> Document text:

The club was evicted from Junction Oval at the end of 1984 after a fifteen-year tenure, and entered another nomadic period of existence. It played its home games at Victoria Park, sharing it with  in 1985 and 1986, then at Princes Park, sharing it with Carlton from 1987 until 1993; In 1994, Fitzroy then began playing its home matches at the Western Oval, sharing the venue with Footscray, as it sought a better financial arrangement than it had received at its previous home Princes Park. and over the same time it moved through several different training and administrative bases, spending time first at the Northcote Park in Northcote, then later Lake Oval in South Melbourne and Bulleen Park in Bulleen.

> Collected material:
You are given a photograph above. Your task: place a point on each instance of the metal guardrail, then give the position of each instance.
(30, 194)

> Instructions:
1. List the venues where Fitzroy played its home games after leaving Junction Oval, as named in the passage on the club's moves.
2. Write the next part of the passage on Fitzroy's moves between grounds, picking up after its final sentence.

> Expected answers:
1. Victoria Park, Princes Park, Western Oval

2.
Merger years 

Talk of the death of the club due to financial troubles occurred as early as 1986. In 1989 the directors agreed to amalgamation with equally troubled Footscray to form the Fitzroy Bulldogs, but a fightback from Footscray supporters, in which almost two million dollars was raised in three weeks, averted the merger. At other times, joining with Melbourne or relocating to Brisbane was suggested. As well as trying several fund-raising ventures, the Lions experimented with playing four home matches in Tasmania in 1991 and 1992 to avoid a takeover bid by the Brisbane Bears. but lost money in the process. In 1994, the club moved its home matches to Western Oval, its fourth match-day home ground in 10 years. Amid uncertainties about the financial future of the club, its on-field performances continued to deteriorate, to the point where the Lions finished last by a long way in 1995 and 1996, winning just three matches in those seasons combined. With financial and on–field performance issues plaguing the club and with  due to enter the AFL in 1997 requiring a team to either merge or fold to make way for them, the writing for Fitzroy was on the wall.

On 28 June 1996, the Nauru Insurance Company, a creditor of the Fitzroy Football Club, appointed Michael Brennan to administer the affairs of the Fitzroy Football Club to ensure a loan of A$1.25 million was to be repaid. During the 1996 season, there were fears that the club would collapse in mid-season due to its lack of cash. This was averted when the AFL guaranteed funds to Fitzroy to allow the club to continue in the competition for the remainder of 1996.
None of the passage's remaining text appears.